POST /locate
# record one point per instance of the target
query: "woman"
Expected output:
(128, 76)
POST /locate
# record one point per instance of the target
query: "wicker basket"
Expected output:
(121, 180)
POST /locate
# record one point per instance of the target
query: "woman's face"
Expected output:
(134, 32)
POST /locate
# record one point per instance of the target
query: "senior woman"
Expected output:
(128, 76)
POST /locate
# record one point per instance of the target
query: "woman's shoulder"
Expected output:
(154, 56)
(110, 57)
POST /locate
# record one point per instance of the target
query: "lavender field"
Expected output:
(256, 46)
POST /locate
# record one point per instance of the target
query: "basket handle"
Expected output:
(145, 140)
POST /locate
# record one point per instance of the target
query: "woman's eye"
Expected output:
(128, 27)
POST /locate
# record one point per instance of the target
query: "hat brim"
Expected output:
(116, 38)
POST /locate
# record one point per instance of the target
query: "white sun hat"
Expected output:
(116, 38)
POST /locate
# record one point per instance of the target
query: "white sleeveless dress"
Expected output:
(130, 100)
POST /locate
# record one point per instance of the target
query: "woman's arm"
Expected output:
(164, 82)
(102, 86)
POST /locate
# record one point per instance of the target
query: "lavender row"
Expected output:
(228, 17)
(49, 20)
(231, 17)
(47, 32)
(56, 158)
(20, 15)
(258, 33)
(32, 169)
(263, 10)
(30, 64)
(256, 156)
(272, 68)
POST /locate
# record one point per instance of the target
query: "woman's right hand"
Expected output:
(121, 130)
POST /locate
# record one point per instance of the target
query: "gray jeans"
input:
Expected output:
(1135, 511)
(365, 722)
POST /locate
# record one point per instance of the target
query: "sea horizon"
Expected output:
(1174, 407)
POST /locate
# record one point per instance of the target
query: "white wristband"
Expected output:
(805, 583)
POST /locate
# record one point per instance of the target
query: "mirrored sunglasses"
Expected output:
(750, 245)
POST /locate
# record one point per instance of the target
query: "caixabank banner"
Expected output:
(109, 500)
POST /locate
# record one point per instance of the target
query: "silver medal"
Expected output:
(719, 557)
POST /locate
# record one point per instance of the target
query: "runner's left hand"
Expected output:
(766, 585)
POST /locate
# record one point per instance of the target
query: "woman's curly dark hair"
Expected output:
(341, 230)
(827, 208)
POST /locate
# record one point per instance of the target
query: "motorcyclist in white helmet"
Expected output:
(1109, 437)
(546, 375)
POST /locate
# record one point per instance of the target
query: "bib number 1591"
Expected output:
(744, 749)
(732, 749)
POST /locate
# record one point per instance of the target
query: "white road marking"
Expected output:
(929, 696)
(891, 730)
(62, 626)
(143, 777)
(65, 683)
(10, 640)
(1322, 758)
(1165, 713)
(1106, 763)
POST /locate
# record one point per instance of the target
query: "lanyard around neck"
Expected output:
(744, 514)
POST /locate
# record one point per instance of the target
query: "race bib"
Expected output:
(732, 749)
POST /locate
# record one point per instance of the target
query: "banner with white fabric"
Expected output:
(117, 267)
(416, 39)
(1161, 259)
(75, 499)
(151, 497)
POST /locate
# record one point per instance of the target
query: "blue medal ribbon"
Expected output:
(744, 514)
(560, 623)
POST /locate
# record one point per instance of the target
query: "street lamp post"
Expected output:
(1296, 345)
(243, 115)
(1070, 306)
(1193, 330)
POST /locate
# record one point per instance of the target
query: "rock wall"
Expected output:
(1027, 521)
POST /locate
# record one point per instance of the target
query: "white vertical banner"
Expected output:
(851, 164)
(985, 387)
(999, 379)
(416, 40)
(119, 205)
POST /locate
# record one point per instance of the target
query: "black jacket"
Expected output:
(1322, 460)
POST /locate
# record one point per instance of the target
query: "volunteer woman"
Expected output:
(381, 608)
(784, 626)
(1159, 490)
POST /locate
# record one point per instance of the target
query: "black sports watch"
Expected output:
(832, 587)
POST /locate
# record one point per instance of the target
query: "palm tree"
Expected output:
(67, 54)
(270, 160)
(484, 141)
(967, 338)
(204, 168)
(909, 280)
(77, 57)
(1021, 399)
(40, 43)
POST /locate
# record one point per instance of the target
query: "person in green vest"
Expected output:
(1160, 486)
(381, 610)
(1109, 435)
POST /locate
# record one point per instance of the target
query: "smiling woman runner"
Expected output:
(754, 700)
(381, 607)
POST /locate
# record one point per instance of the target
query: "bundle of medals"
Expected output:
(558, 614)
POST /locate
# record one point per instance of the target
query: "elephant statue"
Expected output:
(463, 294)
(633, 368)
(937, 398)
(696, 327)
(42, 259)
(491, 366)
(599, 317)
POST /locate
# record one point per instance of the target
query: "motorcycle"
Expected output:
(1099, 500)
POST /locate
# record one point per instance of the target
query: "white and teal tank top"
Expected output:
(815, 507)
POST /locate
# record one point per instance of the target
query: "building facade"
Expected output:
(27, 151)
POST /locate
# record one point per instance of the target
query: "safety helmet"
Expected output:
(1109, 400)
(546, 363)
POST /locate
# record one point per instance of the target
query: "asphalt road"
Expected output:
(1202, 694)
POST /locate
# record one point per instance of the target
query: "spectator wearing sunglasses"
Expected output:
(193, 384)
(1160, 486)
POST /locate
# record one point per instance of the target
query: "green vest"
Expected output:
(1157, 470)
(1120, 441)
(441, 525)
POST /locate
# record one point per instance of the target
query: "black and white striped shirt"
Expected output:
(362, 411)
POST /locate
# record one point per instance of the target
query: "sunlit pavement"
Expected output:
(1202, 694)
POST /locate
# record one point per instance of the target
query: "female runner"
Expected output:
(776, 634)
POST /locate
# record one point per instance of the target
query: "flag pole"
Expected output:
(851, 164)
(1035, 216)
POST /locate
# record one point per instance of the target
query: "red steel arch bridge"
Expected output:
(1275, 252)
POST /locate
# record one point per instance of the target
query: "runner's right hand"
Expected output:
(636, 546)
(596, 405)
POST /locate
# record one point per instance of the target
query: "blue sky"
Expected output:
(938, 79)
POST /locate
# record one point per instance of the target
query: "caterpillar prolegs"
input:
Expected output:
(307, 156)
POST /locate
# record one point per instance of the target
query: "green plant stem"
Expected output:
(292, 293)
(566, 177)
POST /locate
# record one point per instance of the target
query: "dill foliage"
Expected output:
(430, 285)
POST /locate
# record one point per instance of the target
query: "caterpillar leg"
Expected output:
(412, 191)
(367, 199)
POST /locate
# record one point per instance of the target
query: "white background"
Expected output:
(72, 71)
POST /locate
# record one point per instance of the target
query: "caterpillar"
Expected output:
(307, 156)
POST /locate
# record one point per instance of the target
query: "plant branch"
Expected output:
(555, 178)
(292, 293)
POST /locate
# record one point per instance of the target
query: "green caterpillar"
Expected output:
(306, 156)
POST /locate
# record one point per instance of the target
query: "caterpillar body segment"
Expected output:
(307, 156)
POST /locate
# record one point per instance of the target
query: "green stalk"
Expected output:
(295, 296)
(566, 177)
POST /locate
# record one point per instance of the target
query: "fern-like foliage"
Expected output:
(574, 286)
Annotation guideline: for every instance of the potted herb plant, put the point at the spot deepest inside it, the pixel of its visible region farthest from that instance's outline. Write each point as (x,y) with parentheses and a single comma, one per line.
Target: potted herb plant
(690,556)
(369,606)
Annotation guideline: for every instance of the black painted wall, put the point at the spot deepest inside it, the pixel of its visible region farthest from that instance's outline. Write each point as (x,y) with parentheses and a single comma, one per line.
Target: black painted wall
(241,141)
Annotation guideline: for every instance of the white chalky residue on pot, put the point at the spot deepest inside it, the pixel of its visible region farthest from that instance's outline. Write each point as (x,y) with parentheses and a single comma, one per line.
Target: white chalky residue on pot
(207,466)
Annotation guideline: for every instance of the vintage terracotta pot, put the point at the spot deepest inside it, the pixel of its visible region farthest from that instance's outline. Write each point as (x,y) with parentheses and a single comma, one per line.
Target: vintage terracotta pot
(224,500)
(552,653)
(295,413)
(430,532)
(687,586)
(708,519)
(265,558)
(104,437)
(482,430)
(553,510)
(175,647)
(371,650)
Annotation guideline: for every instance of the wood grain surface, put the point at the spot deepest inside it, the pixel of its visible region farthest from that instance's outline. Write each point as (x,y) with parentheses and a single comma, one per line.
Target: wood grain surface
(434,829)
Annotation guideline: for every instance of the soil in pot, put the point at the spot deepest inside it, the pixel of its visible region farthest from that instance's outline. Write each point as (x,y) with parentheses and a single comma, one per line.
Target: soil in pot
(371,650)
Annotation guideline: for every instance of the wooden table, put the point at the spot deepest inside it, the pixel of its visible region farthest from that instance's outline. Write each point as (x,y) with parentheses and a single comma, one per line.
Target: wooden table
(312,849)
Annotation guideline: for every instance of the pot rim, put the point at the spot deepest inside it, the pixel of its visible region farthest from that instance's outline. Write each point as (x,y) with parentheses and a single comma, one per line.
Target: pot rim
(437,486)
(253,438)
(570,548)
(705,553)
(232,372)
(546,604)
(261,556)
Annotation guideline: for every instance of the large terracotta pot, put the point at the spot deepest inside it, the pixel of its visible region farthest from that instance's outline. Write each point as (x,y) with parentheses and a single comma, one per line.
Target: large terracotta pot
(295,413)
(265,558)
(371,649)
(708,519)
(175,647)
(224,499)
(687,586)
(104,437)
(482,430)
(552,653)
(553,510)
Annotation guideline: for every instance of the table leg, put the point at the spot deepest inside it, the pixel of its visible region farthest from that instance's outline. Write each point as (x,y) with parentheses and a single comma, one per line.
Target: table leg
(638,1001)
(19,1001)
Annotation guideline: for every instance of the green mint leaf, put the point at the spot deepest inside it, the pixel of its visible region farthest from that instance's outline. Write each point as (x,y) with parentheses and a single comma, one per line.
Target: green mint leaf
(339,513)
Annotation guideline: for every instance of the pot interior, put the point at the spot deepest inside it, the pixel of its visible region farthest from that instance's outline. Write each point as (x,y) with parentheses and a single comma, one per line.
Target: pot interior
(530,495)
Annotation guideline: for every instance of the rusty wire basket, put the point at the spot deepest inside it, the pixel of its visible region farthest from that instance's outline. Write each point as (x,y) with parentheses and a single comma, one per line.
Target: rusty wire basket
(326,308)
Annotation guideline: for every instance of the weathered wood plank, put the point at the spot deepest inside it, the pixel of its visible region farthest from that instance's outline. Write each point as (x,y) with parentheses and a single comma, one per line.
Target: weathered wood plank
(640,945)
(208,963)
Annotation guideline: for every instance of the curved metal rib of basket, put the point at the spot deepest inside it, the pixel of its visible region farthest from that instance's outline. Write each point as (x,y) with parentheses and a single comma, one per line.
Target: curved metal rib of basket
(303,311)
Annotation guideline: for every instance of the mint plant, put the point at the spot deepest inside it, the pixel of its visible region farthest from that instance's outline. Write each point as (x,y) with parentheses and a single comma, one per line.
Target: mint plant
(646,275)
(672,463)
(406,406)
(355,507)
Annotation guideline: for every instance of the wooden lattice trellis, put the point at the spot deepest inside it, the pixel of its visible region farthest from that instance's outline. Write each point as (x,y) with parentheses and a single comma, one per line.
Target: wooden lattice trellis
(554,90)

--------------------------------

What to produce: Among the lines above, some may hold the string "sunglasses". State how many, giving the number alone.

Written reply: 2